==== SELECTED PASSAGE

The other eight or so friends who started companies accepted some form of money. Of those, only two are still in existance. The survival rate of the other guys are 2/2, the survival rate of the funded startups to-date is 2/(8-10) or <25%.
I think part of that is simple because the people who didn't have funding didn't have a choice. It was survive or die.
It reminds me of probably the wisest words I've read regarding startups:
> Startups rarely die in mid keystroke. So keep typing!
- How Not to Die by Paul Graham[1]
The point is, focusing on something practical that doesn't need funding is like the easiest way to succeed and also find real problems. I've accidentially stumbled on solutions to problems other people have had and often those are the greatest little apps that can make you a steady income.
I think startups die because they are pressured to spend a dollar or more for every dollar that comes in.
Bootstrapped businesses are forced to retain cash for a rainy day. It is anti-fragile vs the fragile nature of a negative/break even cash flow business that depends on a steady stream of investors who introduce other investors who introduce other investors. It's built on ego and not on fundamentals and humans are fallible.
These days you can just get a loan from a bank if you have a high enough MRR to cover the interest rate. No equity, no control traded for a 3rd party who's sole interest is ROI.

========
==== RAW DATA

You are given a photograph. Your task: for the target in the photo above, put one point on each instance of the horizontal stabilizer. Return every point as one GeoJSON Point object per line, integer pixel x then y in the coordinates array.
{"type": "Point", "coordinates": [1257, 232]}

========

*REQUIRED WORK*
A. In the comment on startup funding, which essay is the line about startups rarely dying in mid keystroke credited to?
B. Repeat word for word the part of the comment on startup funding that opens with the words containing "I think part" and closes with "that comes in.".
C. Carry on the comment on startup funding past its final sentence.

*THE RESPONSES*
A. How Not to Die by Paul Graham.

B.
I think part of that is simple because the people who didn't have funding didn't have a choice. It was survive or die.
It reminds me of probably the wisest words I've read regarding startups:
> Startups rarely die in mid keystroke. So keep typing!
- How Not to Die by Paul Graham[1]
The point is, focusing on something practical that doesn't need funding is like the easiest way to succeed and also find real problems. I've accidentially stumbled on solutions to problems other people have had and often those are the greatest little apps that can make you a steady income.
I think startups die because they are pressured to spend a dollar or more for every dollar that comes in.

C.
I've personally seen bootstrapped businesses that had healthy MRRs rapidly transform into a race to zero or negative cashflow. When I questioned the robustness, I was told by a software engineer angrily I didn't know what I was talking about and that perhaps my economic degree wasn't any use lol. I don't think he's equity is worth anything now but the whole scenario reminded me of the Horse in Animal Farm.
The fake it till you get bought out by a giant is a lottery. Don't trade your life for one.
Maybe the logic is another way around? Companies that have a clear product-market fit and generate enough revenue to self-fund and don't have competition closely behind their backs have much less reason to raise.
Maybe you are mistaking "They were so successful, so they didn't need to raise" with "they didn't raise, so they were successful".
How long did your “non-funded” friends put into it before it could pay their own expenses? Unless it was really fast, it’s probably more accurate to call it self-funded or bootstrapped and then compare numbers.
I’m not disagreeing that bootstrapping can often be the better path, but it’s also not credibly available to everyone. What percentage of folks can work for a year without pay? In my experience it’s fairly “U-shaped”: people just out of school (minimal expenses) and people who don’t need money anymore. People in the middle rarely are up for burning through their savings for an idea.
The main reason why bootstrapped companies have a better chance is that they grow more naturally/slowly. Once you take VC money you have to go full steam ahead so the investors can exit in 3-4 years. And in most cases that forces you to take directions you don't want to.
I've thought about taking money, not because I need the money, but because I am interesting in tapping some expertise. However, it has always been unclear how much expertise is exchanged for startup capital.
Observing some of the people I know looking for startup funding they are pretty focused on getting funding and less so on having a profitable business. The plan seems to be funding, try to be the uber or blockchain for something then seek more funding. Bootstrapping forces you to look for ideas which are actually cash profitable which may help account for the difference.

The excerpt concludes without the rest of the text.